### Work to be completed
For this exercise, write out every entry exactly and leave the pictures out.

### Source material

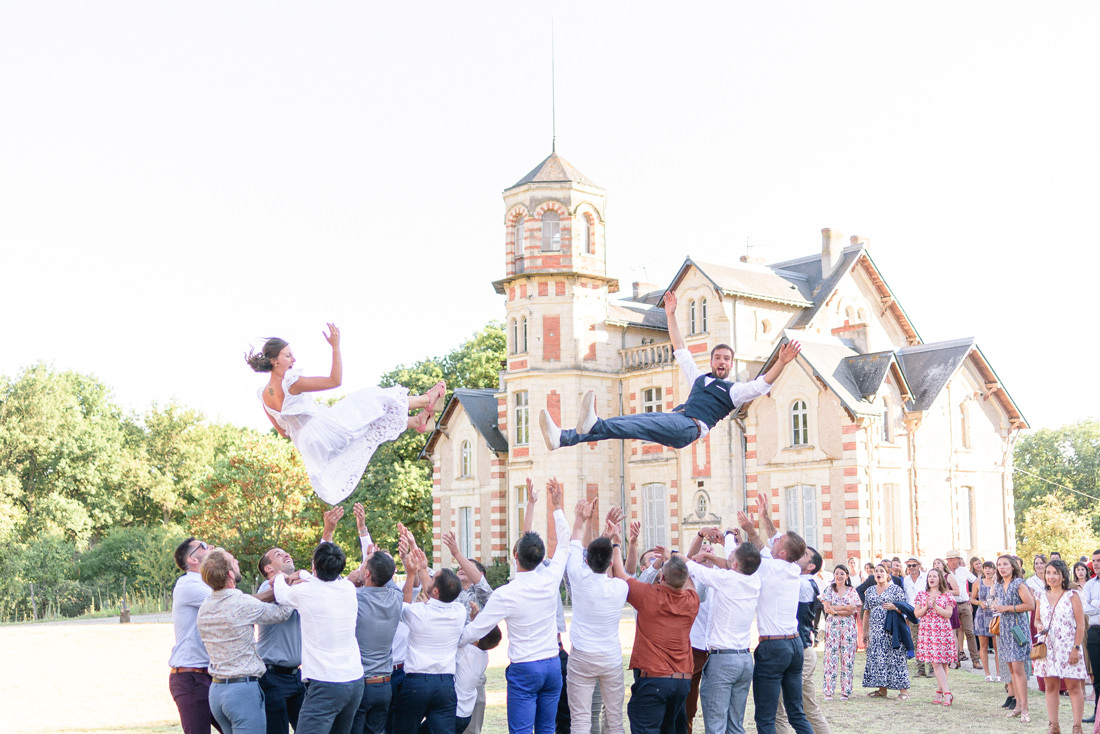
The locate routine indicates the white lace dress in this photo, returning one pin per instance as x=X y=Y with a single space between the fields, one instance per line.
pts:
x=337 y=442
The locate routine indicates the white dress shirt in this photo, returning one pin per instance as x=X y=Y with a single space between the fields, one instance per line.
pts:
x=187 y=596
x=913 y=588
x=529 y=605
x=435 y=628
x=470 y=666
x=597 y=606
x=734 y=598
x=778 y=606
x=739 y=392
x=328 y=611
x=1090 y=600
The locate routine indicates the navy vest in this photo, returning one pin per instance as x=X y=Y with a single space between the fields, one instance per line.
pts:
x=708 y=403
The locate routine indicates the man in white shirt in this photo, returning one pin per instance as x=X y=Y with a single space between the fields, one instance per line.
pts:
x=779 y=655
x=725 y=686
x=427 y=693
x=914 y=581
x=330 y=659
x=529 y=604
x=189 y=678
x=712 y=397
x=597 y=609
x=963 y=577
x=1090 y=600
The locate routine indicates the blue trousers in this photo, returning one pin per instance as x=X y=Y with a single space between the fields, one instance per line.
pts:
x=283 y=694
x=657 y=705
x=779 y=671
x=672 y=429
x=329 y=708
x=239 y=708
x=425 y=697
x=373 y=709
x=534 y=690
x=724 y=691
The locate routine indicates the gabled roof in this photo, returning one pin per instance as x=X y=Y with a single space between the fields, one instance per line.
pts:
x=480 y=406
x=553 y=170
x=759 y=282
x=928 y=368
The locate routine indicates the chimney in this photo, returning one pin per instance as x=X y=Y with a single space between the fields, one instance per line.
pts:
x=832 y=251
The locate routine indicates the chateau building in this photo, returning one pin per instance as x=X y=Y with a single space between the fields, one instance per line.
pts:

### Written reply
The locate routine indicates the white lace dress in this photo, returning one pin per instance as x=X y=Y with a single space between the fields, one instance per line.
pts:
x=337 y=442
The locate routine indicates the white dress shirt in this photo, returning one pin per instance as x=X y=Y with a single space between the fields, one instance per line.
pts:
x=187 y=596
x=913 y=588
x=529 y=605
x=435 y=628
x=470 y=666
x=597 y=606
x=734 y=598
x=778 y=606
x=739 y=392
x=328 y=611
x=1090 y=600
The locate routine indicates the navy vest in this photo, returning one pin per instance as x=X y=Y with a single space between the fields, one instance per line.
pts:
x=708 y=403
The locate routine indicates the man in white shirt in this photo, returning one pin per instance as x=X y=Y with a single space between the fields, one instance per line.
pts:
x=779 y=655
x=725 y=686
x=427 y=693
x=914 y=581
x=330 y=659
x=529 y=604
x=189 y=678
x=712 y=397
x=597 y=609
x=963 y=577
x=1090 y=600
The locate routine indicates the blue trousers in this photo, returning one pin per instance as x=X y=Y with a single space between the fields, one instance per line.
pts:
x=283 y=694
x=657 y=705
x=779 y=671
x=672 y=429
x=329 y=708
x=239 y=708
x=425 y=697
x=373 y=709
x=534 y=690
x=724 y=691
The locate routine indicates the gabled roof in this photo, returning one pin per instance as x=X y=Y with a single space between the fields, one instance per line.
pts:
x=480 y=406
x=553 y=170
x=759 y=282
x=928 y=368
The locate routine indicates the chimney in this photo, returning one pin per instance as x=X y=Y with a single space between the fields, one instance per line.
pts:
x=832 y=251
The locate routine indicates the chateau building in this photo, returning one pin per instance as x=X y=Y with a single space between the fields, one instance per line.
pts:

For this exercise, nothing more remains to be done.